» What is required
In the lines below, find each one that contains the word "bottle" and copy it out. Case counts.

» Provided records
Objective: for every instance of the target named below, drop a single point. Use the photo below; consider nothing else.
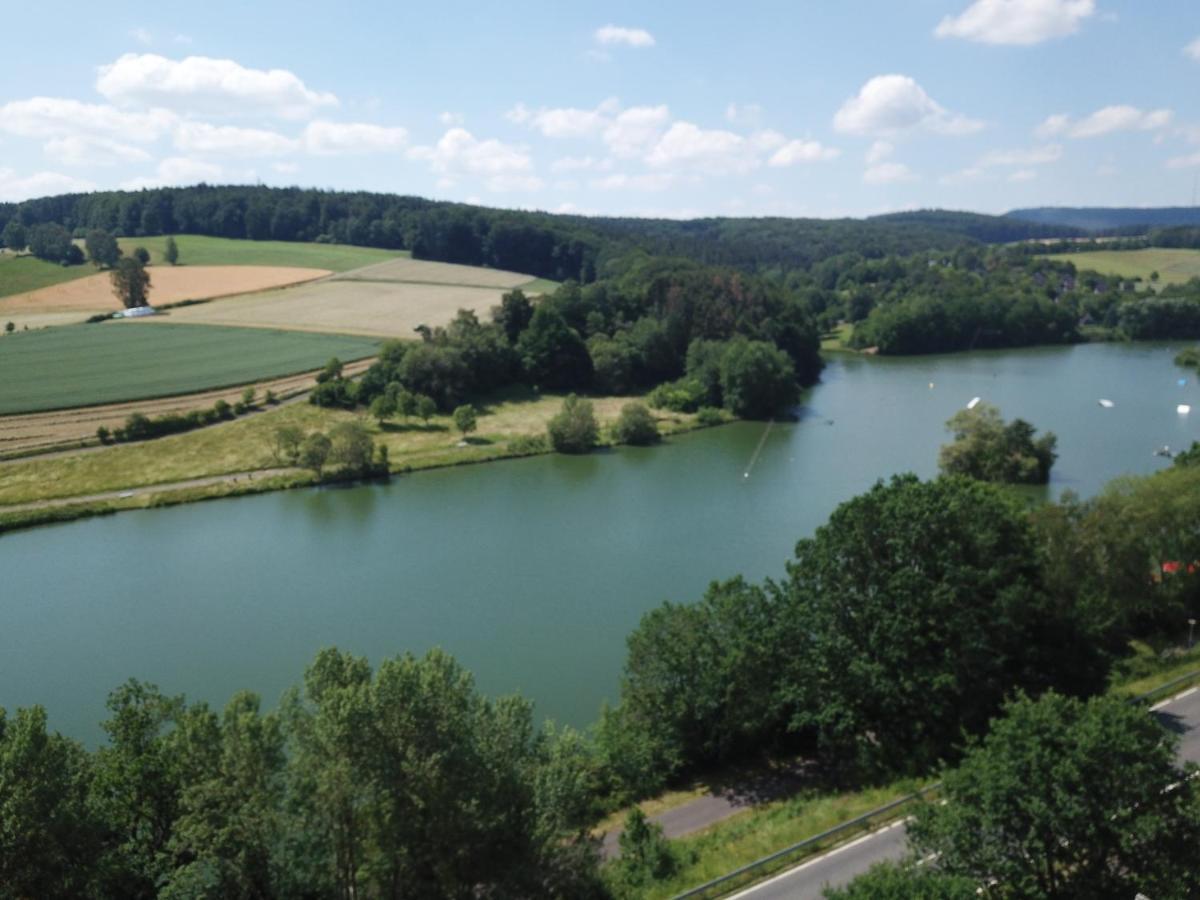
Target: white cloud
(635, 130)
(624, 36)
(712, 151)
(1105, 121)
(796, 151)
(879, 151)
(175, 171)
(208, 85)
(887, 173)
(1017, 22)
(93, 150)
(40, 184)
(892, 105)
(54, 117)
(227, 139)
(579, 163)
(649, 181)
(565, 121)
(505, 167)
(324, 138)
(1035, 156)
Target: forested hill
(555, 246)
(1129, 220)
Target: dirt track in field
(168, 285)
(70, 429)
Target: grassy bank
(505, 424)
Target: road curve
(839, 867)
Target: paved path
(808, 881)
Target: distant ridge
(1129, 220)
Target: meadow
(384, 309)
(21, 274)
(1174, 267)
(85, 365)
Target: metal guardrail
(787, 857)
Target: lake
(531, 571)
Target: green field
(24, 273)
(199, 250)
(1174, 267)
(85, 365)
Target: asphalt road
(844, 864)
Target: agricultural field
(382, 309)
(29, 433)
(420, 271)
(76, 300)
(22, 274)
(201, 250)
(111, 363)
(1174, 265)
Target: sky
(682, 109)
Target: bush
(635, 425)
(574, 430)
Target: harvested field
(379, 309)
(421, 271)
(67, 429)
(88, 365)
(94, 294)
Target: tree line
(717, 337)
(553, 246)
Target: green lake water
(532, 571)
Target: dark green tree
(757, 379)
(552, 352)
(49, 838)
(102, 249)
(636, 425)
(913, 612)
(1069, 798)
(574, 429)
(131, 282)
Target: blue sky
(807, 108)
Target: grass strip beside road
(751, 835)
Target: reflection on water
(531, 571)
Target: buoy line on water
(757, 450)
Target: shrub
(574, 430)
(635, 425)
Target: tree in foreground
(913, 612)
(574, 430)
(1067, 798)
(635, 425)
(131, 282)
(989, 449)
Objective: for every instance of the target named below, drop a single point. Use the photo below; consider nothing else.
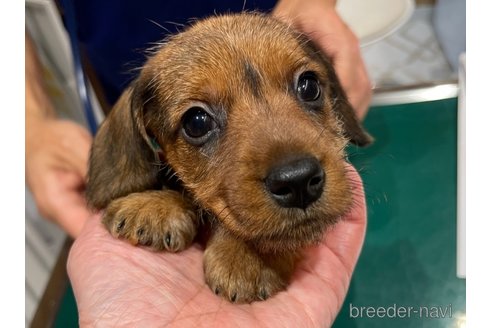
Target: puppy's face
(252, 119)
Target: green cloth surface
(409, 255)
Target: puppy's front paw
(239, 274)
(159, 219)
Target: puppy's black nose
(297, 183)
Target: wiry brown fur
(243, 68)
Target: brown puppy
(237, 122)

...

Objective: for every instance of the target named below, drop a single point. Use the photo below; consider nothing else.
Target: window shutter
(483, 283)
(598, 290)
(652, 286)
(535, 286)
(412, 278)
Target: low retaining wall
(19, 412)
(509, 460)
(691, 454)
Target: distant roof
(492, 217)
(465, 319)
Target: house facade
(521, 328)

---

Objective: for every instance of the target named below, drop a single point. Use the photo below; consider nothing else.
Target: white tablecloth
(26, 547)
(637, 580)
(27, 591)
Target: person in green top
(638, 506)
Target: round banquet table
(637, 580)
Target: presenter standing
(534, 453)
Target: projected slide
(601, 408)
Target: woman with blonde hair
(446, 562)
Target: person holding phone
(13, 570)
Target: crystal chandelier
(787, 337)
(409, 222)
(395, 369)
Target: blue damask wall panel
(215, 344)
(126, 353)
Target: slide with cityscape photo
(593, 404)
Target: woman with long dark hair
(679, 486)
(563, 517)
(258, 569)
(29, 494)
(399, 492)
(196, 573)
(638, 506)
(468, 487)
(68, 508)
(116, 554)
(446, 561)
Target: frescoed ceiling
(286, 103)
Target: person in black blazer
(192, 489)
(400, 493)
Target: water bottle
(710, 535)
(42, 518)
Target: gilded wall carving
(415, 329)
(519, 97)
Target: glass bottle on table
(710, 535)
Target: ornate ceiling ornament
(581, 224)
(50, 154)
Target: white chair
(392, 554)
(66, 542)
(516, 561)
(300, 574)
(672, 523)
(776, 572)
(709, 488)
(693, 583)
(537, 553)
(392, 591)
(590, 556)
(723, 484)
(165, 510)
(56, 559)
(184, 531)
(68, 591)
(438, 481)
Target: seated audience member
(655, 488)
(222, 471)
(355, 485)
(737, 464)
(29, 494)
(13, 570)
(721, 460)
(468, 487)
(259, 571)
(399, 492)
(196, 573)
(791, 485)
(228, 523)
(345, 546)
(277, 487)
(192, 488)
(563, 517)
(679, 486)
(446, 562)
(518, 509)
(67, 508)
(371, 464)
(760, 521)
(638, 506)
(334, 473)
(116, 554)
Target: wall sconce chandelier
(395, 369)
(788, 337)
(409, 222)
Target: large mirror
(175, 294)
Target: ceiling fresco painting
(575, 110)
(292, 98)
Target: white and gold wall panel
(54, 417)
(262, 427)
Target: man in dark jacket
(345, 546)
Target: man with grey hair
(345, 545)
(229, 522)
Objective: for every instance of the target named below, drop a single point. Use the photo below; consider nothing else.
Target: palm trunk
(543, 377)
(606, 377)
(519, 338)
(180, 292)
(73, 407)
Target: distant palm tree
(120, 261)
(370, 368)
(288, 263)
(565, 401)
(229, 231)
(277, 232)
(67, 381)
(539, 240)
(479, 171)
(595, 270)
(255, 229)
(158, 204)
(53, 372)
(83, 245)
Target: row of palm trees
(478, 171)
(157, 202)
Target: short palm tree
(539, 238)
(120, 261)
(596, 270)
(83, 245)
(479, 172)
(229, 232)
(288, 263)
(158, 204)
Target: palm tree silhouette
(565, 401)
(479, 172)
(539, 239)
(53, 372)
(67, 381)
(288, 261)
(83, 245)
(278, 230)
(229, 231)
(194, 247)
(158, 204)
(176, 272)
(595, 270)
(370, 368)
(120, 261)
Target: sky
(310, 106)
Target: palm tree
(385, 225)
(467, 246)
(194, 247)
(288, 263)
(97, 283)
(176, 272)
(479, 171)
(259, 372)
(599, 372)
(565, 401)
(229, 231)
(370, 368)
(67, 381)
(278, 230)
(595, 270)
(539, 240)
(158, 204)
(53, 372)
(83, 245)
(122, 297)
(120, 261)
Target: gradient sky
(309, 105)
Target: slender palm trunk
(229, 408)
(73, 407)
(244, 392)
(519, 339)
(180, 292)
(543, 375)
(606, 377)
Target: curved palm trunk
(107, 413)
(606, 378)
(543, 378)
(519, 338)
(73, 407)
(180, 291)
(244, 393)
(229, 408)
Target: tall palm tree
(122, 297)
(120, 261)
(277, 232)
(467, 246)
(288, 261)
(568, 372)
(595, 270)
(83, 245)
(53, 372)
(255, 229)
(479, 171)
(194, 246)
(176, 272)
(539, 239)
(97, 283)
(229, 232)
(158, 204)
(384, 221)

» Task output
Target: water bottle
Target: glass bottle on table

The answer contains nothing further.